WHAT NEEDS TO BE DONE: Render each of the lines below as one string in a JSON list, leaving out any blank lines.

--- start of INPUT DATA ---

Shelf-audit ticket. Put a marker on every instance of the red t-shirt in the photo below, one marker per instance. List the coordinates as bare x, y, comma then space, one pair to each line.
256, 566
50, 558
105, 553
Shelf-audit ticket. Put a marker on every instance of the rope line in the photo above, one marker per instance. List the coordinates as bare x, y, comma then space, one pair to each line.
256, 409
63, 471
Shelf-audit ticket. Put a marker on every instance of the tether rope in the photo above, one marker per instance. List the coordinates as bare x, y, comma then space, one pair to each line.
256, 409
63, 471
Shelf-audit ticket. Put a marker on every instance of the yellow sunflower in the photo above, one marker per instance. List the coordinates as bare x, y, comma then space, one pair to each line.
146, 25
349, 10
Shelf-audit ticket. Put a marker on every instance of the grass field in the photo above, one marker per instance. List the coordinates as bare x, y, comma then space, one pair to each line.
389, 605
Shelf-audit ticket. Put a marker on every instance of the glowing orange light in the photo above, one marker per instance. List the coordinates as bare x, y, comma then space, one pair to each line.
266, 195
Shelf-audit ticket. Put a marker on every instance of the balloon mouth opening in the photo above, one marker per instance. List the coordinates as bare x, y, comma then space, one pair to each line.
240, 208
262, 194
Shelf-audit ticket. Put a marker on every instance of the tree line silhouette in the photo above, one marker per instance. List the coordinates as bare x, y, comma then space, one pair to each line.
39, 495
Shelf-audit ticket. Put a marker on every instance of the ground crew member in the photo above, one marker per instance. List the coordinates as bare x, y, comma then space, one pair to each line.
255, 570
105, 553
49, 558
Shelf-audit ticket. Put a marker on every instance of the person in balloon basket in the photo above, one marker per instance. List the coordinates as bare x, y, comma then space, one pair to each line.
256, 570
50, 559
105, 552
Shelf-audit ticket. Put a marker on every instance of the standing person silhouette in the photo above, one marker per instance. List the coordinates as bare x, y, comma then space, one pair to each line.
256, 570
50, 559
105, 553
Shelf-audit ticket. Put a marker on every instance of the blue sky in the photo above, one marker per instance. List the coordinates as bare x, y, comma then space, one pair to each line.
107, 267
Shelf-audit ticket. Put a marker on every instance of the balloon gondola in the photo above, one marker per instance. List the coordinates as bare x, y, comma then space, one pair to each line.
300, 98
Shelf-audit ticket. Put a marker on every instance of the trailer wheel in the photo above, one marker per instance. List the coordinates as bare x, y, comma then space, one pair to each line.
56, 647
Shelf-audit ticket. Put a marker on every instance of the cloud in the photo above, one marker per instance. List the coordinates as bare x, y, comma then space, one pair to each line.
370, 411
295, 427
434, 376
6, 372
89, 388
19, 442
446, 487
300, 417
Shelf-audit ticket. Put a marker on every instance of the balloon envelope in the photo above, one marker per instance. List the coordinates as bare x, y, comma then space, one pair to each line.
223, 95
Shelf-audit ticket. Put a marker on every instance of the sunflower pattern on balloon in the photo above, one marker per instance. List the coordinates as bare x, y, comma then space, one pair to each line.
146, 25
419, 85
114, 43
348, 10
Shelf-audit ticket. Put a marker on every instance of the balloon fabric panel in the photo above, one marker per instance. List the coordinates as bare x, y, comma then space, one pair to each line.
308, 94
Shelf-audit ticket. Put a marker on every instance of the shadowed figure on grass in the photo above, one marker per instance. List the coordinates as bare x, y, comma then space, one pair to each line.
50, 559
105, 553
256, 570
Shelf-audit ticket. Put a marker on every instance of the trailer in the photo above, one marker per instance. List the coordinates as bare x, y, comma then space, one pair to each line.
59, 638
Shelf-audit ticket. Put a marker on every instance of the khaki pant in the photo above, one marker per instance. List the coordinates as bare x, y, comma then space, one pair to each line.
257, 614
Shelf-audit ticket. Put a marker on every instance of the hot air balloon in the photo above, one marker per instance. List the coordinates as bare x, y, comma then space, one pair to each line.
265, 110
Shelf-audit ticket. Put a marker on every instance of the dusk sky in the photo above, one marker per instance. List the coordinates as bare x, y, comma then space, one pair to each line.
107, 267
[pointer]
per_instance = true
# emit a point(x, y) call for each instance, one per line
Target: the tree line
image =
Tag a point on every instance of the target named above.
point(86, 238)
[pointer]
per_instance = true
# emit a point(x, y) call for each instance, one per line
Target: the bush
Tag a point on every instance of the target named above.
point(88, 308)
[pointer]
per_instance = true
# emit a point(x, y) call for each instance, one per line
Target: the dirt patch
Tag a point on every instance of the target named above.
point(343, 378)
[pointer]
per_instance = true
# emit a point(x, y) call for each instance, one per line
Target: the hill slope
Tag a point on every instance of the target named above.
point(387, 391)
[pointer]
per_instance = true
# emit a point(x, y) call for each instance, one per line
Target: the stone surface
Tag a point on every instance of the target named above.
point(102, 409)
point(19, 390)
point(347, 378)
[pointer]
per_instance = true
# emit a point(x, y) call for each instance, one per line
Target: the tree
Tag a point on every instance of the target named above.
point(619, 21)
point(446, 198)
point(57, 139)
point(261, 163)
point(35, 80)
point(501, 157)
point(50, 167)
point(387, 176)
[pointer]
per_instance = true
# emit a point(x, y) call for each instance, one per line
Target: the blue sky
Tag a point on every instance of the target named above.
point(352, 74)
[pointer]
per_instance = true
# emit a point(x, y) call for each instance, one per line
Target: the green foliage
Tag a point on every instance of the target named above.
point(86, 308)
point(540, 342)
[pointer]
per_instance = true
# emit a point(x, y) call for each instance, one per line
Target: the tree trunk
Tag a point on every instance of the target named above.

--- end of INPUT DATA ---

COMPLETE RESPONSE:
[
  "Shelf-audit ticket. Put a marker on every instance of the red t-shirt in the photo below, one marker per instance. List the coordinates as bare x, y, comma then space, one pair to each line.",
  "256, 566",
  "50, 558",
  "105, 553",
  "Shelf-audit ticket. Put a marker on every instance of the rope line in the photo above, one marker per instance. List the coordinates as bare x, y, comma then space, one pair to each line.",
  "256, 409",
  "63, 471",
  "Shelf-audit ticket. Put a marker on every instance of the tether rope in the photo above, one marker per instance. List the coordinates as bare x, y, comma then space, one pair to each line.",
  "256, 409",
  "63, 471",
  "Shelf-audit ticket. Put a marker on every instance of the yellow sunflower in the photo above, one marker per instance. List the coordinates as bare x, y, comma then space, one pair to each line.",
  "146, 25",
  "349, 10",
  "Shelf-audit ticket. Put a marker on every instance of the grass field in the photo above, one marker per instance. List the coordinates as bare x, y, comma then space, one pair to each line.",
  "389, 605",
  "Shelf-audit ticket. Put a marker on every instance of the glowing orange light in the photo above, one marker per instance. List the coordinates as bare x, y, comma then space, one pair to each line.",
  "266, 195",
  "Shelf-audit ticket. Put a marker on every instance of the balloon mouth opening in the photo above, one marker per instance. List the coordinates as bare x, y, comma then space, one pair to each line.",
  "240, 208",
  "262, 194",
  "Shelf-audit ticket. Put a marker on every instance of the tree line silhouette in the photo above, one marker per instance. List the coordinates as bare x, y, comma then space, one pair to each line.",
  "39, 495",
  "Shelf-audit ticket. Put a marker on every instance of the ground crew member in the photo above, one marker per instance. List the coordinates as bare x, y, comma then space, one pair to each line.",
  "255, 570",
  "105, 553",
  "49, 558",
  "Shelf-audit ticket. Put a marker on every instance of the person in balloon basket in the photo above, one marker per instance. List the coordinates as bare x, y, comma then space, one pair to each line.",
  "256, 570",
  "50, 559",
  "105, 552",
  "Shelf-audit ticket. Put a marker on every instance of the standing person silhouette in the photo above, one marker per instance. List the coordinates as bare x, y, comma then space, one pair to each line.",
  "256, 570",
  "50, 559",
  "105, 553",
  "Shelf-audit ticket. Put a marker on every instance of the blue sky in the photo above, one marker per instance. List the coordinates as bare x, y, comma then space, one pair to each line.",
  "107, 267",
  "Shelf-audit ticket. Put a marker on every instance of the balloon gondola in the photo above, one marker per instance. List the coordinates as bare x, y, comma then space, one pair to each line.",
  "300, 98",
  "Shelf-audit ticket. Put a marker on every instance of the trailer wheel in the photo above, one marker per instance. List the coordinates as bare x, y, comma then space, one pair to each line.",
  "56, 647",
  "Shelf-audit ticket. Put a marker on every instance of the cloud in the photo above, one marker per instance. List the coordinates as bare x, y, comma then space, one pair to each line.",
  "370, 411",
  "295, 427",
  "434, 376",
  "6, 372",
  "89, 388",
  "19, 442",
  "446, 487",
  "300, 417",
  "Shelf-audit ticket. Put a marker on every instance of the balloon envelope in the photo above, one marker per instance. List the coordinates as bare x, y, comma then space, one pair to each line.",
  "223, 95",
  "Shelf-audit ticket. Put a marker on every instance of the sunflower pattern on balloon in the photo above, one marker per instance. List the coordinates as bare x, y, comma then space, one pair to each line.",
  "146, 25",
  "419, 85",
  "114, 43",
  "348, 10",
  "Shelf-audit ticket. Put a marker on every instance of the balloon fabric panel in the photo above, one marker per instance. List the coordinates as bare x, y, comma then space, one pair to each line.",
  "308, 94",
  "Shelf-audit ticket. Put a marker on every instance of the shadowed figure on grass in the photo above, one marker per instance. List the coordinates as bare x, y, comma then space, one pair to each line.",
  "50, 559",
  "105, 553",
  "256, 570",
  "Shelf-audit ticket. Put a marker on every instance of the trailer in the photo above, one marker per instance. List the coordinates as bare x, y, comma then space, one pair to each line.",
  "59, 638",
  "Shelf-audit ticket. Put a marker on every instance of the khaki pant in the photo above, one marker per instance. List the coordinates as bare x, y, comma then space, one pair to each line.",
  "257, 614",
  "Shelf-audit ticket. Put a marker on every instance of the hot air balloon in the photo above, one marker per instance. List the coordinates as bare x, y, comma then space, one pair to each line.",
  "265, 110",
  "Shelf-audit ticket. Put a marker on every instance of the dusk sky in the photo above, one marker per instance. List the coordinates as bare x, y, comma then space, one pair to each line.",
  "107, 267",
  "[pointer]",
  "per_instance = true",
  "# emit a point(x, y) call for each instance, one per line",
  "Target: the tree line",
  "image =",
  "Tag a point on every instance of the target named above.",
  "point(86, 238)",
  "[pointer]",
  "per_instance = true",
  "# emit a point(x, y) call for each instance, one per line",
  "Target: the bush",
  "Tag a point on every instance of the target named above.",
  "point(88, 308)",
  "[pointer]",
  "per_instance = true",
  "# emit a point(x, y) call for each instance, one per line",
  "Target: the dirt patch",
  "Tag a point on every instance of the target named above.",
  "point(343, 378)",
  "[pointer]",
  "per_instance = true",
  "# emit a point(x, y) call for each instance, one per line",
  "Target: the hill slope",
  "Tag a point on every instance of the target named above.",
  "point(387, 391)",
  "[pointer]",
  "per_instance = true",
  "# emit a point(x, y) call for each instance, one per line",
  "Target: the stone surface",
  "Tag a point on every instance of the target named above.",
  "point(102, 409)",
  "point(19, 390)",
  "point(347, 378)",
  "[pointer]",
  "per_instance = true",
  "# emit a point(x, y) call for each instance, one per line",
  "Target: the tree",
  "Tag a point on every instance of the target named above.",
  "point(619, 21)",
  "point(446, 198)",
  "point(57, 139)",
  "point(261, 163)",
  "point(35, 80)",
  "point(501, 157)",
  "point(50, 167)",
  "point(387, 176)",
  "[pointer]",
  "per_instance = true",
  "# emit a point(x, y) call for each instance, one per line",
  "Target: the blue sky",
  "Tag a point on every instance of the target named above.",
  "point(352, 74)",
  "[pointer]",
  "per_instance = true",
  "# emit a point(x, y) call for each instance, one per line",
  "Target: the green foliage",
  "Tag a point on every instance of the target named above.",
  "point(86, 308)",
  "point(540, 342)",
  "[pointer]",
  "per_instance = true",
  "# emit a point(x, y) call for each instance, one per line",
  "Target: the tree trunk",
  "Tag a point on every instance of the target named above."
]